# [Exercise details]
Would you return every entry below without a single difference?

# [Data entries]
============================================================
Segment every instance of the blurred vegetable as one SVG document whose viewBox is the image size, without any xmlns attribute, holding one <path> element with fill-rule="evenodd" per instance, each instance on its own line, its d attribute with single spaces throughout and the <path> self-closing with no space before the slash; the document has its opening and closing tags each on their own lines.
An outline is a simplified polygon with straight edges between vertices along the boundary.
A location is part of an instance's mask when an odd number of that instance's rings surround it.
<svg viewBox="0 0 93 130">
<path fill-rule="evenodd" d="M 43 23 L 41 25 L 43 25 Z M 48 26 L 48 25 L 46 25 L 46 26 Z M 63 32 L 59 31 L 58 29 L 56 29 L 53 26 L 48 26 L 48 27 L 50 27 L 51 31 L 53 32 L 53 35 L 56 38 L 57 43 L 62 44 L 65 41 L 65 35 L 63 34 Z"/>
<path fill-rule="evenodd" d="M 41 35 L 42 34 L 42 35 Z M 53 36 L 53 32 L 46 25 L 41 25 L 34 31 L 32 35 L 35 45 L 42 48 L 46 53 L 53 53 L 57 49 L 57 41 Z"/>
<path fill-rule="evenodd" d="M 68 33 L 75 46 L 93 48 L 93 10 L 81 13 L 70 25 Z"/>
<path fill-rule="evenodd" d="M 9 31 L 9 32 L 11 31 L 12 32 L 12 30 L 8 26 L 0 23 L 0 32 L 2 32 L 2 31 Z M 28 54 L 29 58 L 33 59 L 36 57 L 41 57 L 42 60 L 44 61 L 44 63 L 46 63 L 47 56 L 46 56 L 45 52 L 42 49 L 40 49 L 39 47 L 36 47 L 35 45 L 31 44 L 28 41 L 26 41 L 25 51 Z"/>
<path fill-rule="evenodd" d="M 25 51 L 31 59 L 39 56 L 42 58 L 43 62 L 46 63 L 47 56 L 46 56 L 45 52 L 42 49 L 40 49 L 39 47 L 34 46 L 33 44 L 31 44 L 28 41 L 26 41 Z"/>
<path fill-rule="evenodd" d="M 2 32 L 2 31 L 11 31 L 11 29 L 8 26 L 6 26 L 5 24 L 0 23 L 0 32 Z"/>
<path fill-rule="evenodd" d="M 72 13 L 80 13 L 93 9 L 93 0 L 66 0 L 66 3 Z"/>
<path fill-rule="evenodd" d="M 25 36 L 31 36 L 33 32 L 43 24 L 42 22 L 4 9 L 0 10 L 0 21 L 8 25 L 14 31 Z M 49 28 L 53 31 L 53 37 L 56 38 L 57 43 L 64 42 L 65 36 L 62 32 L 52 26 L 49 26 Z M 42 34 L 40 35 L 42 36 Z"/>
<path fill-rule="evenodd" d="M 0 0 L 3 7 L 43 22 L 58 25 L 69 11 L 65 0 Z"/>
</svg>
============================================================
# [Response box]
Segment every instance of the blurred vegetable as one SVG document whose viewBox is the image size, without any xmlns attribute, holding one <path> element with fill-rule="evenodd" per instance, each instance on its own line, its d attribute with single spaces throughout and the <path> self-closing with no space before the slash; the document has its opening and closing tags each on their own lines.
An outline is a simplified polygon with straight edges between vertices along the boundary.
A location is part of an instance's mask when an odd number of that instance's rings surround it.
<svg viewBox="0 0 93 130">
<path fill-rule="evenodd" d="M 43 23 L 41 25 L 43 25 Z M 48 26 L 48 25 L 46 25 L 46 26 Z M 63 32 L 59 31 L 58 29 L 56 29 L 53 26 L 48 26 L 48 27 L 50 27 L 51 31 L 53 32 L 53 35 L 56 38 L 57 43 L 62 44 L 65 41 L 65 35 L 63 34 Z"/>
<path fill-rule="evenodd" d="M 41 35 L 42 34 L 42 35 Z M 53 36 L 53 32 L 46 25 L 41 25 L 34 31 L 32 35 L 35 45 L 42 48 L 46 53 L 53 53 L 57 49 L 57 41 Z"/>
<path fill-rule="evenodd" d="M 68 33 L 75 46 L 93 48 L 93 10 L 81 13 L 70 25 Z"/>
<path fill-rule="evenodd" d="M 9 31 L 9 32 L 11 31 L 12 32 L 12 30 L 8 26 L 0 23 L 0 32 L 2 32 L 2 31 Z M 28 54 L 29 58 L 33 59 L 36 57 L 41 57 L 42 60 L 44 61 L 44 63 L 46 63 L 47 56 L 46 56 L 45 52 L 42 49 L 40 49 L 39 47 L 36 47 L 35 45 L 31 44 L 28 41 L 26 41 L 25 51 Z"/>
<path fill-rule="evenodd" d="M 25 51 L 31 59 L 39 56 L 42 58 L 43 62 L 46 63 L 47 56 L 46 56 L 45 52 L 42 49 L 40 49 L 39 47 L 34 46 L 33 44 L 31 44 L 28 41 L 26 41 Z"/>
<path fill-rule="evenodd" d="M 2 32 L 2 31 L 11 31 L 11 29 L 8 26 L 6 26 L 5 24 L 0 23 L 0 32 Z"/>
<path fill-rule="evenodd" d="M 72 13 L 80 13 L 93 9 L 93 0 L 66 0 L 66 3 Z"/>
<path fill-rule="evenodd" d="M 25 36 L 31 36 L 33 32 L 43 24 L 42 22 L 4 9 L 0 10 L 0 21 L 8 25 L 14 31 Z M 49 28 L 53 31 L 53 37 L 56 38 L 57 43 L 64 42 L 65 36 L 62 32 L 52 26 L 49 26 Z M 42 34 L 40 35 L 42 36 Z"/>
<path fill-rule="evenodd" d="M 0 0 L 3 7 L 43 22 L 58 25 L 69 11 L 65 0 Z"/>
</svg>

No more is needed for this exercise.